In almost all cases the clitoris and outer labia are removed while more severe forms are designed to create a flesh barrier over the vagina. This is done by causing severe injury to the inner and often outer labia and then binding the girl’s legs together for 2 to 4 weeks during which time the skin heals across the vagina. A small item such as a stick is then used to create a hole in the newly created flesh barrier in order to allow urine and menstrual bleeding to escape.
Some of the most dangerous outcomes of female circumcision are early death due to infection and, if a woman reaches childbearing age, increased pain and risk during labor, as reflected in the maternal mortality rates.
With a maternal mortality rate of 1,200 for every 100,000 births and a life expectancy of 48 years for women, Chad ranks high on our list.
In total, 70 percent of Muslim women and 30 percent of Christian women in Chad were reported as having undergone circumcision in 2004 according to the U.S. State Department. In that same year only 20.7 births were performed by skilled health personnel in 2004, according to the World Health Organization.
And while female circumcision is practiced in a number of countries, Chad is especially notorious for the cultural practice of cutting the uvula from the throat of infant girls.
In a 2012 Committee on the Elimination of Discrimination against Women, researchers announced that dangerous cultural practices including child marriage and ritualistic scarification are widely practiced and accepted in Chad, even among the women it injures. Child marriage in particular targets the female race as it is restricted to young girls with older men. This often results in psychological and physical trauma in the young, pre-pubescent girls and increased HIV infection and death during childbearing as girls become impregnated at early ages.
If you’re a woman in Somalia then you are lucky to live to the ripe old age of 51. You also face a 1,200 in 100,000 chance of dying in childbirth.
Even higher are your chances of suffering rape and other forms of sexual violence at the hands of bandits and rogue militia that roam the ungoverned country.
According to a 2011 UN report on the country, the odds that you will undergo female circumcision are nearly perfect at 95–98 percent—and in the most extreme form.

※

* YOUR TASK: Extend the passage on dangers facing women in Chad and Somalia, starting after its final sentence. The data that follows has no connection to the passage on women in Chad and Somalia.

Point-localization data:
※

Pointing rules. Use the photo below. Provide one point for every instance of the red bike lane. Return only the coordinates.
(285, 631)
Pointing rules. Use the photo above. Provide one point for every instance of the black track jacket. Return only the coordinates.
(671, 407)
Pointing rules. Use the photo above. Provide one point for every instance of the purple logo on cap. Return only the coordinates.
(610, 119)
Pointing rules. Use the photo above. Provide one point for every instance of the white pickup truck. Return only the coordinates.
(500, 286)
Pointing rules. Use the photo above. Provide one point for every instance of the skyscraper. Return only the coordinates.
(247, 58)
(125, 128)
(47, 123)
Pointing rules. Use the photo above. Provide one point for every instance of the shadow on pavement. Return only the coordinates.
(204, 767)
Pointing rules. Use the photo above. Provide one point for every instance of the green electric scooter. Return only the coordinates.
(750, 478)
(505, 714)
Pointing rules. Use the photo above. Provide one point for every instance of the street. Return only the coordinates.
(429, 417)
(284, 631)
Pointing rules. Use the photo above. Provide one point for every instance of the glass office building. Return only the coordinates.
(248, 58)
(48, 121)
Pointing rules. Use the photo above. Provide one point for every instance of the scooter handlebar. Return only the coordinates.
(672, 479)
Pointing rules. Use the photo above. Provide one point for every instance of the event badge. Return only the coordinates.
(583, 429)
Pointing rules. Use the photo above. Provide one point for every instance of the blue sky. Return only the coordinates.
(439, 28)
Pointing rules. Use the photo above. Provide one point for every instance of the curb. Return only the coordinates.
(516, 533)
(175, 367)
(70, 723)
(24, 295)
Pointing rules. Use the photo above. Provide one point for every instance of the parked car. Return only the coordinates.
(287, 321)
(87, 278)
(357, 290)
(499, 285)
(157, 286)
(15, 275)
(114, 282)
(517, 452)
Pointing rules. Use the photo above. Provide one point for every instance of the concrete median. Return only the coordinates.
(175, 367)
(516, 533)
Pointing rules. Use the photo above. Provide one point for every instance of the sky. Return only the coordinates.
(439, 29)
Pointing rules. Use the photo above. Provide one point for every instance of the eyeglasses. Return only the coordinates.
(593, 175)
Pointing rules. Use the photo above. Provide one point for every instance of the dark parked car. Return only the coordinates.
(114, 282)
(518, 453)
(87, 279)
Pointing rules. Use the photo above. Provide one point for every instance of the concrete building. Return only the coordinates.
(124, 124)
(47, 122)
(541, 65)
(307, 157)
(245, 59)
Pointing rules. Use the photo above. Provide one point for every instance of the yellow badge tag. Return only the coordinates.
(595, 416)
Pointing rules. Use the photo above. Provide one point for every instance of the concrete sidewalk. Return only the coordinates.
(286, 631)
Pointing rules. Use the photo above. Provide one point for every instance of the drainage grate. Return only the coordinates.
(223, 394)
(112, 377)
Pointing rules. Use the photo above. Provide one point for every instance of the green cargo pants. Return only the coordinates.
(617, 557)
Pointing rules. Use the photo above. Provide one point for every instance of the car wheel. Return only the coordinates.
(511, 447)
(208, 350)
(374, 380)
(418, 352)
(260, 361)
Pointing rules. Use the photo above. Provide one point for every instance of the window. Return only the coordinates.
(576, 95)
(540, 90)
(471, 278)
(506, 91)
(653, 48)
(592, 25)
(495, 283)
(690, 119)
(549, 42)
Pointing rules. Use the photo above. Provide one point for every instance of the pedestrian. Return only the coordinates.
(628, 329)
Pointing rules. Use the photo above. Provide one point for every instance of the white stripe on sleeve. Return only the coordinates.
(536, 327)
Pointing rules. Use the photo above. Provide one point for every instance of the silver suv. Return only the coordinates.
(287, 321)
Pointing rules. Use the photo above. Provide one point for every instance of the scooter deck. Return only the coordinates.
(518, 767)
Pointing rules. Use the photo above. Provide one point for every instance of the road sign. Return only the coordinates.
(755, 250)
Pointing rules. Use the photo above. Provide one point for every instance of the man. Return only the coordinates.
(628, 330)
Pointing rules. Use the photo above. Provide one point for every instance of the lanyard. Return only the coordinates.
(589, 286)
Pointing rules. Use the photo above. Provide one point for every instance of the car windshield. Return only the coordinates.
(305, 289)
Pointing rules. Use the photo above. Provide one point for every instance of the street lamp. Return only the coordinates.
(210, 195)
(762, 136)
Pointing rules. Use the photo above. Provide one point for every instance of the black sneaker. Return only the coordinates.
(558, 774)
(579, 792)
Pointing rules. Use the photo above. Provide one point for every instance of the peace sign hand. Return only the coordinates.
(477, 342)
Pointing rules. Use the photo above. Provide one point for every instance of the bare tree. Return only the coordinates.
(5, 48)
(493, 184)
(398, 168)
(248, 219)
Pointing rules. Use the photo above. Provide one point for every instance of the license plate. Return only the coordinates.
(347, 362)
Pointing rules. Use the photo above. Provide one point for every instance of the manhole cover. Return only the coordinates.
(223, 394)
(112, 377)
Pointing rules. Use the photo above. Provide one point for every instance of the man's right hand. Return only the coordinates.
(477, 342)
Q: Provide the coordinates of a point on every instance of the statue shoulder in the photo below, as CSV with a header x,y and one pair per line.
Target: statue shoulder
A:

※

* RESULT OF THE EXERCISE:
Obstetric fistulas are a common condition among Somali women and often result in issues of incontinence. As a result, women are frequently unable to control the smell that comes with such problems and are then banned from society for their “uncleanliness”.
Because many clans are nomadic, few women have consistent access to healthcare professionals and nearly all lack funds or even awareness that treatment for such issues exists.
What can you do?
- Spread awareness. Now you know. Tell your friends. Blog, tweet, post. Let the world know what you know. The more societies that become aware and opinionated on issues, the more political and social pressure that exists to change it.
- Donate. There is often little pay in volunteering in refugee camps or in offering free clinics in third world nations. If you don’t have the time but you have the money to help eliminate these issues, there are a number of highly qualified charitable and activist organizations including the International Refugee Committee (Rescue.org) where over 90 cents of every dollar is spent on direct care to those in need. Other charitable organizations working with men and women in these regions are the UN Refugee Agency (UNHCR.com), Afghan Women’s Mission (afghanwomenmission.com) and Amnesty International (amnesty.org).
- Use local resources. Organizations such as church groups and local charitable clubs are already in place and just need the right idea and leadership to do truly remarkable projects. Find out what you can do with a group of people by calling organizations like those listed above to find out what supplies could be gathered, money raised or local awareness projects initiated to help the women of the world find safety and success.